Rows from a dataset for labeling boxes
------------------------------

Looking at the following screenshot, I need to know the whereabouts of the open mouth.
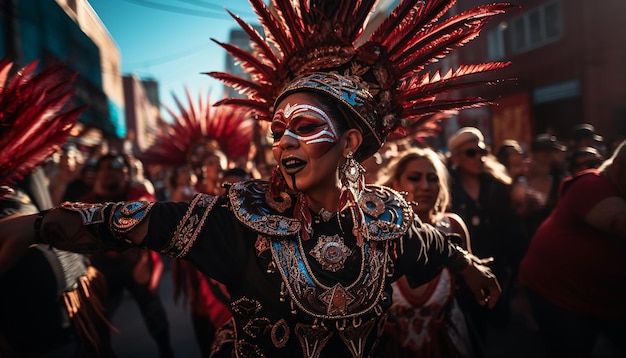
[281,158,307,175]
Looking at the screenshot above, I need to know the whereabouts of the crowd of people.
[4,115,624,357]
[0,0,626,358]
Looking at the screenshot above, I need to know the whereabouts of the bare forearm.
[0,215,37,275]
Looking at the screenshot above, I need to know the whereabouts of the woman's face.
[202,154,223,181]
[455,141,487,175]
[393,158,440,214]
[271,92,343,192]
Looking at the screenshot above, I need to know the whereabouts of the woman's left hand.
[459,260,502,308]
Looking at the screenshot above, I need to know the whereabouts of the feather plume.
[209,0,512,137]
[0,59,85,192]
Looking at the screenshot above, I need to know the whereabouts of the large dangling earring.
[337,151,365,246]
[265,166,291,213]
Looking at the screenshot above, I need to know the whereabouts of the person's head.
[568,147,604,174]
[598,141,626,198]
[96,154,130,192]
[448,127,489,176]
[271,88,364,196]
[570,123,604,148]
[384,148,450,220]
[80,160,98,188]
[202,149,228,182]
[169,165,198,189]
[496,139,528,178]
[530,133,567,167]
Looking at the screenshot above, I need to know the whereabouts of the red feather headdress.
[209,0,511,157]
[0,59,85,195]
[138,89,254,167]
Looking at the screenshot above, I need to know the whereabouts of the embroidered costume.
[74,181,464,357]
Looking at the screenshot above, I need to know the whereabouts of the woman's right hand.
[0,215,37,275]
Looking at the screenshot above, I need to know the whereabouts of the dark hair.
[567,147,604,174]
[96,153,130,172]
[496,139,523,169]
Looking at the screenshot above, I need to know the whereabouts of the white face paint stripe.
[276,103,338,139]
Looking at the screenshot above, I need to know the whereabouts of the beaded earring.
[338,151,365,246]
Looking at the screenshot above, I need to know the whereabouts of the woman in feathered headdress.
[138,90,254,357]
[0,0,508,357]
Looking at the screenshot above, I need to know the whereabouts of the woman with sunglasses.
[0,0,510,357]
[448,127,526,356]
[376,148,472,358]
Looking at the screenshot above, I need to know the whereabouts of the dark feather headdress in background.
[209,0,511,158]
[0,59,84,196]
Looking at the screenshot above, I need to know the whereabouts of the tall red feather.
[137,89,254,167]
[0,59,85,194]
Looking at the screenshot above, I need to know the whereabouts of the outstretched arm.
[400,223,502,308]
[0,202,151,274]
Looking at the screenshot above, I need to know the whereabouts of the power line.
[125,0,241,20]
[173,0,255,16]
[125,42,213,67]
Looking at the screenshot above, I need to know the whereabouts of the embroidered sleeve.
[161,194,217,258]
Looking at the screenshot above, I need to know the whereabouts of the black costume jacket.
[68,180,463,357]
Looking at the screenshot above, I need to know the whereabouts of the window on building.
[487,27,505,61]
[511,1,562,53]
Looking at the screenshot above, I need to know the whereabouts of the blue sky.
[89,0,257,112]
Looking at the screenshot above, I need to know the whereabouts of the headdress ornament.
[209,0,511,158]
[0,59,84,196]
[138,89,254,167]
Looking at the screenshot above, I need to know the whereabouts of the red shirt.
[519,170,626,318]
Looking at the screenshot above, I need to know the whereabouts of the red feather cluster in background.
[137,89,254,167]
[0,59,84,195]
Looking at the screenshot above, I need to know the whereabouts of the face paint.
[271,104,338,158]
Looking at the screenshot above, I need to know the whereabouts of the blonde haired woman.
[376,148,472,357]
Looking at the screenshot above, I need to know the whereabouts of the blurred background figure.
[168,165,198,201]
[0,169,115,358]
[448,127,527,357]
[57,159,97,204]
[222,167,251,183]
[519,143,626,357]
[524,134,567,236]
[568,147,604,174]
[382,148,473,358]
[569,123,604,150]
[47,144,83,205]
[79,153,174,358]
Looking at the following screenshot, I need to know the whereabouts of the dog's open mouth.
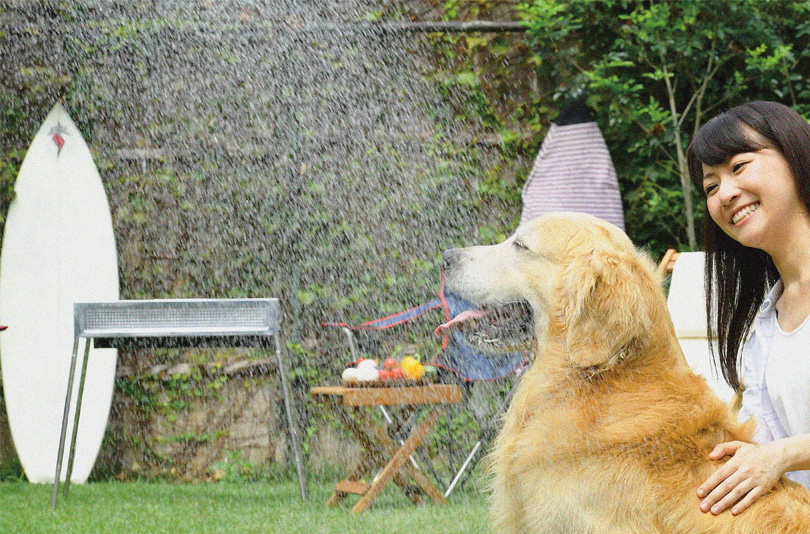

------------------------------

TASK DESCRIPTION: Reproduce the lines from the one containing "window on building." through the final line of the records, leaving out any pictures.

FINISHED TASK:
Looking at the screenshot above, I need to know the whereabouts of the window on building.
[487,27,505,61]
[511,1,562,53]
Looking at the screenshot above, I need to know the whereabouts of the blue sky.
[89,0,257,112]
Looking at the screenshot above, I need to know the whereabouts of the headdress ornament.
[209,0,511,158]
[0,59,84,196]
[138,89,254,167]
Looking at the screenshot above, I need to know the whereabouts of the red shirt.
[519,170,626,318]
Looking at the screenshot above, I need to know the whereabouts of the red feather cluster in background.
[137,89,254,167]
[0,59,84,195]
Looking at the screenshot above, I need to know the whereabouts of the face paint.
[271,104,338,158]
Looking at the screenshot above, I need to know the whereabouts of the blonde haired woman.
[376,148,472,357]
Looking at the screenshot above, I need to know the whereabouts of the blurred background figure.
[168,165,198,201]
[0,169,115,358]
[448,127,527,357]
[57,159,97,204]
[222,167,251,183]
[519,143,626,357]
[524,134,567,236]
[568,147,604,174]
[382,148,473,358]
[569,123,604,150]
[47,144,83,205]
[79,153,174,358]
Looking at the following screenshot, I need to know the whereabouts of the dog's open mouth.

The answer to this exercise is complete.